Exercise task
Nothing but the lines from the one that contains "Label: track lane marking" through the end of the listing should appear, set down exactly.

-- BEGIN Data extract --

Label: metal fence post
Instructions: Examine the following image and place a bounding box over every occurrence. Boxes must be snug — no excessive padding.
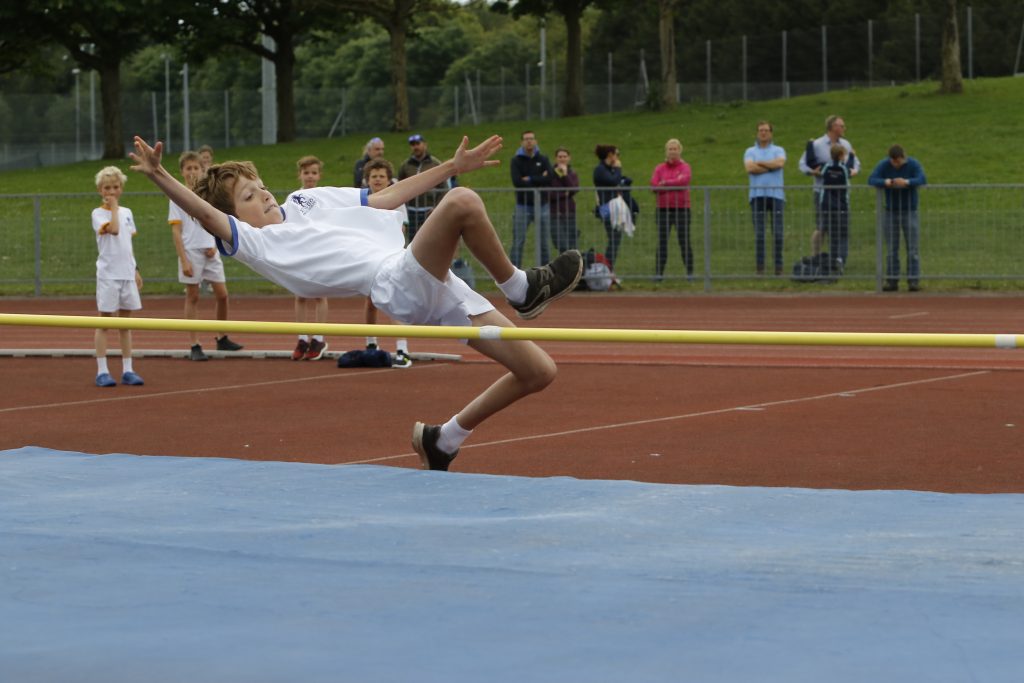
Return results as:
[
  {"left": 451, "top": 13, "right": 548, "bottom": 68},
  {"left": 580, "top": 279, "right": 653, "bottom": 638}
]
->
[
  {"left": 874, "top": 187, "right": 886, "bottom": 293},
  {"left": 32, "top": 195, "right": 43, "bottom": 296},
  {"left": 703, "top": 187, "right": 712, "bottom": 292}
]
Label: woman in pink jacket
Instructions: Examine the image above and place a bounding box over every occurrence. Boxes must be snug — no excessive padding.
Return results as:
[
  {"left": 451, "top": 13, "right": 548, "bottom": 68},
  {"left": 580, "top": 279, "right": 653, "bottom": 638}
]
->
[{"left": 650, "top": 138, "right": 693, "bottom": 281}]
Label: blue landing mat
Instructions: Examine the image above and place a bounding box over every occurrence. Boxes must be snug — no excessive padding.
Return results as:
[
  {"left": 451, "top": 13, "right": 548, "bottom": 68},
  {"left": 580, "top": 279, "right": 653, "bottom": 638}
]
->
[{"left": 0, "top": 447, "right": 1024, "bottom": 683}]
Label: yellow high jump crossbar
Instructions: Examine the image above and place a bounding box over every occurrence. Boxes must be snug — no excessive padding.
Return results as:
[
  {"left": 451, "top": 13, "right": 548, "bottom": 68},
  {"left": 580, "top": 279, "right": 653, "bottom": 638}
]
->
[{"left": 0, "top": 313, "right": 1024, "bottom": 348}]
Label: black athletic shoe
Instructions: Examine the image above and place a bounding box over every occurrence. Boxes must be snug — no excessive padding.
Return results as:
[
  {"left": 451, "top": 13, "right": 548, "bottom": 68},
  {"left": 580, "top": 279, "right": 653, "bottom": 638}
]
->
[
  {"left": 509, "top": 249, "right": 583, "bottom": 321},
  {"left": 217, "top": 335, "right": 245, "bottom": 351},
  {"left": 413, "top": 422, "right": 459, "bottom": 472}
]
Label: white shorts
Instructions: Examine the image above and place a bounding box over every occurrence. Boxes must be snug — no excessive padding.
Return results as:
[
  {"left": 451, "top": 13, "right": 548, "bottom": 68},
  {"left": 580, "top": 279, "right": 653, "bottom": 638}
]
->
[
  {"left": 370, "top": 249, "right": 495, "bottom": 327},
  {"left": 178, "top": 249, "right": 224, "bottom": 285},
  {"left": 96, "top": 280, "right": 142, "bottom": 313}
]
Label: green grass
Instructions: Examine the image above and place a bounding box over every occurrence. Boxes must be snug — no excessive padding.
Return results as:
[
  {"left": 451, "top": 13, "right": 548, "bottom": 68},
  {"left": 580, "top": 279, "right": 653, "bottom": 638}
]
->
[{"left": 0, "top": 78, "right": 1024, "bottom": 294}]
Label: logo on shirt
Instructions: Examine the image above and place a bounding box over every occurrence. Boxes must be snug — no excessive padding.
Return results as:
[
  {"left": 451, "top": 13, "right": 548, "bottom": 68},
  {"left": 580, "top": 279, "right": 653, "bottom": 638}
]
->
[{"left": 292, "top": 194, "right": 316, "bottom": 216}]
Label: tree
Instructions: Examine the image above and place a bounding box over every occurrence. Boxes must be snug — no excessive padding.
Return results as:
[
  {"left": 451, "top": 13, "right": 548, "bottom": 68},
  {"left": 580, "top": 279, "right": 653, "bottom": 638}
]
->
[
  {"left": 332, "top": 0, "right": 446, "bottom": 130},
  {"left": 657, "top": 0, "right": 679, "bottom": 110},
  {"left": 0, "top": 0, "right": 161, "bottom": 159},
  {"left": 939, "top": 0, "right": 964, "bottom": 94},
  {"left": 492, "top": 0, "right": 594, "bottom": 116},
  {"left": 171, "top": 0, "right": 354, "bottom": 142}
]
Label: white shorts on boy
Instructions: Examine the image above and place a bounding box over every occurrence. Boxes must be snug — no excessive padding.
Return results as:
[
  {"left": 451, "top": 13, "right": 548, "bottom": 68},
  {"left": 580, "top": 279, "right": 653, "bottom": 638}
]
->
[
  {"left": 96, "top": 279, "right": 142, "bottom": 313},
  {"left": 178, "top": 249, "right": 224, "bottom": 285}
]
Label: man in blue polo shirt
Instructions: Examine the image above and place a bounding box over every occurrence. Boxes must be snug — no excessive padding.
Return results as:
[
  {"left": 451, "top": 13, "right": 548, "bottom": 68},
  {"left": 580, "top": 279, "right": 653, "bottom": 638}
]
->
[
  {"left": 867, "top": 144, "right": 928, "bottom": 292},
  {"left": 743, "top": 121, "right": 785, "bottom": 275}
]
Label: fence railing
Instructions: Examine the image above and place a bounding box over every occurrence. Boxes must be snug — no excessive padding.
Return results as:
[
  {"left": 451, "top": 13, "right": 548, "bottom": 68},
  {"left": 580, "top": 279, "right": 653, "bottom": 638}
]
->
[{"left": 0, "top": 184, "right": 1024, "bottom": 296}]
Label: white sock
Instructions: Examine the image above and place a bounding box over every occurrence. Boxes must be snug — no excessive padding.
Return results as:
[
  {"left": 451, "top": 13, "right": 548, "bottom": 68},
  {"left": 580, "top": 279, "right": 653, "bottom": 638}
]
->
[
  {"left": 498, "top": 268, "right": 529, "bottom": 303},
  {"left": 437, "top": 417, "right": 473, "bottom": 454}
]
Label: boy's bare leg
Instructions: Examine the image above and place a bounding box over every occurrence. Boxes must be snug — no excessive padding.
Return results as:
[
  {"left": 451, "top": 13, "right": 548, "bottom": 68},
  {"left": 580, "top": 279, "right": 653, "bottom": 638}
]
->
[
  {"left": 456, "top": 310, "right": 558, "bottom": 430},
  {"left": 409, "top": 187, "right": 515, "bottom": 284},
  {"left": 185, "top": 285, "right": 199, "bottom": 346}
]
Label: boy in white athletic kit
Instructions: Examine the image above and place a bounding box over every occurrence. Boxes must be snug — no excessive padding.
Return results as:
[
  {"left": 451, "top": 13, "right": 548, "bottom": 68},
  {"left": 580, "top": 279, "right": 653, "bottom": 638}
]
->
[
  {"left": 131, "top": 135, "right": 583, "bottom": 470},
  {"left": 92, "top": 166, "right": 143, "bottom": 387},
  {"left": 167, "top": 152, "right": 244, "bottom": 360}
]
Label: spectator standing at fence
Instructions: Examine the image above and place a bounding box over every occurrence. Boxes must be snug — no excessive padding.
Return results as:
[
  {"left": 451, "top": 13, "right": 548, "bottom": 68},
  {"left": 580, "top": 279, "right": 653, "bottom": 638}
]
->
[
  {"left": 819, "top": 144, "right": 850, "bottom": 274},
  {"left": 398, "top": 133, "right": 458, "bottom": 242},
  {"left": 594, "top": 144, "right": 638, "bottom": 269},
  {"left": 743, "top": 121, "right": 785, "bottom": 275},
  {"left": 867, "top": 144, "right": 928, "bottom": 292},
  {"left": 92, "top": 166, "right": 143, "bottom": 387},
  {"left": 167, "top": 152, "right": 244, "bottom": 360},
  {"left": 362, "top": 159, "right": 413, "bottom": 368},
  {"left": 549, "top": 147, "right": 580, "bottom": 254},
  {"left": 650, "top": 138, "right": 693, "bottom": 281},
  {"left": 292, "top": 156, "right": 328, "bottom": 360},
  {"left": 509, "top": 130, "right": 555, "bottom": 268},
  {"left": 798, "top": 114, "right": 860, "bottom": 254},
  {"left": 197, "top": 144, "right": 213, "bottom": 173},
  {"left": 352, "top": 137, "right": 384, "bottom": 187}
]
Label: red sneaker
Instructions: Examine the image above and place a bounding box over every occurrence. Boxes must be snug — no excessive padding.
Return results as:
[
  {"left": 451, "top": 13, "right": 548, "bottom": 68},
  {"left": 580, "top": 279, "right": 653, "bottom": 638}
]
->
[{"left": 306, "top": 339, "right": 327, "bottom": 360}]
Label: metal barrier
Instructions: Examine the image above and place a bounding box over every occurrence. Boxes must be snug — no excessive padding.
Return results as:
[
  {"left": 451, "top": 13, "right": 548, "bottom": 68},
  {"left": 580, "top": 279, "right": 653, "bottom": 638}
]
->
[{"left": 0, "top": 184, "right": 1024, "bottom": 296}]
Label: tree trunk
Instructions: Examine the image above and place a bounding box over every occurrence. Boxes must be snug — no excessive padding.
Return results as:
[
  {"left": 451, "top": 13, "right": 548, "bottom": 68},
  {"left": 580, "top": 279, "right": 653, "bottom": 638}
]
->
[
  {"left": 939, "top": 0, "right": 964, "bottom": 94},
  {"left": 657, "top": 0, "right": 679, "bottom": 110},
  {"left": 99, "top": 59, "right": 125, "bottom": 159},
  {"left": 387, "top": 7, "right": 410, "bottom": 131},
  {"left": 562, "top": 3, "right": 584, "bottom": 116},
  {"left": 273, "top": 35, "right": 295, "bottom": 142}
]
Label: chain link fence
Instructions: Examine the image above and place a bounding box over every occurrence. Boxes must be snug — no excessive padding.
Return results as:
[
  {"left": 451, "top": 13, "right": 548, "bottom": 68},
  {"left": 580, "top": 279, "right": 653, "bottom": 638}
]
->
[{"left": 0, "top": 184, "right": 1024, "bottom": 296}]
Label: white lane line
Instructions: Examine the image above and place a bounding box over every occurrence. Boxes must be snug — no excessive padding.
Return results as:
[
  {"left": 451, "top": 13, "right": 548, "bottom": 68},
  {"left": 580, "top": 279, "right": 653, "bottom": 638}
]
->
[
  {"left": 0, "top": 364, "right": 443, "bottom": 413},
  {"left": 348, "top": 370, "right": 991, "bottom": 465}
]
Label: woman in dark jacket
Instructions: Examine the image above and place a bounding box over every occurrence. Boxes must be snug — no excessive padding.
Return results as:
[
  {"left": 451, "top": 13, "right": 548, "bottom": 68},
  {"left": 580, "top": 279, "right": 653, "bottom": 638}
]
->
[{"left": 594, "top": 144, "right": 636, "bottom": 268}]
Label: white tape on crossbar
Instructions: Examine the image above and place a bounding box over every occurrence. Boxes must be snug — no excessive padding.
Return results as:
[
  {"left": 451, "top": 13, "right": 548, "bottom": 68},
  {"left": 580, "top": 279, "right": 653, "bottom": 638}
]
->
[
  {"left": 995, "top": 335, "right": 1017, "bottom": 348},
  {"left": 480, "top": 325, "right": 502, "bottom": 339}
]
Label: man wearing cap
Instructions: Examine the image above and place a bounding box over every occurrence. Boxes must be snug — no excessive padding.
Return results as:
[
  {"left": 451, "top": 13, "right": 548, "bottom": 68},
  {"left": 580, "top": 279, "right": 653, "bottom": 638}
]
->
[
  {"left": 352, "top": 137, "right": 384, "bottom": 187},
  {"left": 398, "top": 133, "right": 456, "bottom": 242}
]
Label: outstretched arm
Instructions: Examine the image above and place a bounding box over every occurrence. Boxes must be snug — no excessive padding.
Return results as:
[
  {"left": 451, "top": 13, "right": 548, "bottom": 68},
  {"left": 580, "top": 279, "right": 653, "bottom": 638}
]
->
[
  {"left": 368, "top": 135, "right": 502, "bottom": 209},
  {"left": 128, "top": 135, "right": 231, "bottom": 243}
]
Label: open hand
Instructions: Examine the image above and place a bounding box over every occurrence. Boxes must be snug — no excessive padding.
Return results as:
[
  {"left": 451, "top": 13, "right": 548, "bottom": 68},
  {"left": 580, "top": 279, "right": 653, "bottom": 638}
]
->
[
  {"left": 128, "top": 135, "right": 164, "bottom": 176},
  {"left": 452, "top": 135, "right": 502, "bottom": 175}
]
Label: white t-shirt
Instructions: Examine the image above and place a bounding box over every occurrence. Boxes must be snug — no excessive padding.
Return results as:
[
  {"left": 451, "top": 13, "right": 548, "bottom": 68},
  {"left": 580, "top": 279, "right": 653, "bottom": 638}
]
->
[
  {"left": 216, "top": 187, "right": 406, "bottom": 298},
  {"left": 92, "top": 207, "right": 136, "bottom": 280},
  {"left": 167, "top": 202, "right": 214, "bottom": 249}
]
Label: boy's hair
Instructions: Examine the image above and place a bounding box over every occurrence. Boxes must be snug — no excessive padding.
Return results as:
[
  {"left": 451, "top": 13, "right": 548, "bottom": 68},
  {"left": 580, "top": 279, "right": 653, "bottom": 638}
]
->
[
  {"left": 193, "top": 161, "right": 259, "bottom": 214},
  {"left": 295, "top": 155, "right": 324, "bottom": 171},
  {"left": 178, "top": 150, "right": 200, "bottom": 169},
  {"left": 95, "top": 166, "right": 128, "bottom": 187},
  {"left": 362, "top": 159, "right": 394, "bottom": 180}
]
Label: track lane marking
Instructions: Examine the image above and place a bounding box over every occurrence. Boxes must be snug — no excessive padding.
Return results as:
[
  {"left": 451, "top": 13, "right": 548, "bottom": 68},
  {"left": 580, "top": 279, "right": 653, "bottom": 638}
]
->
[{"left": 346, "top": 370, "right": 991, "bottom": 465}]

-- END Data extract --

Expected answer
Label: track lane marking
Instructions: Examine the image above and place a bounding box over every occurrence. Boxes must be snug — no excessive padding.
Return results as:
[
  {"left": 451, "top": 13, "right": 548, "bottom": 68},
  {"left": 580, "top": 279, "right": 653, "bottom": 638}
]
->
[{"left": 346, "top": 370, "right": 991, "bottom": 465}]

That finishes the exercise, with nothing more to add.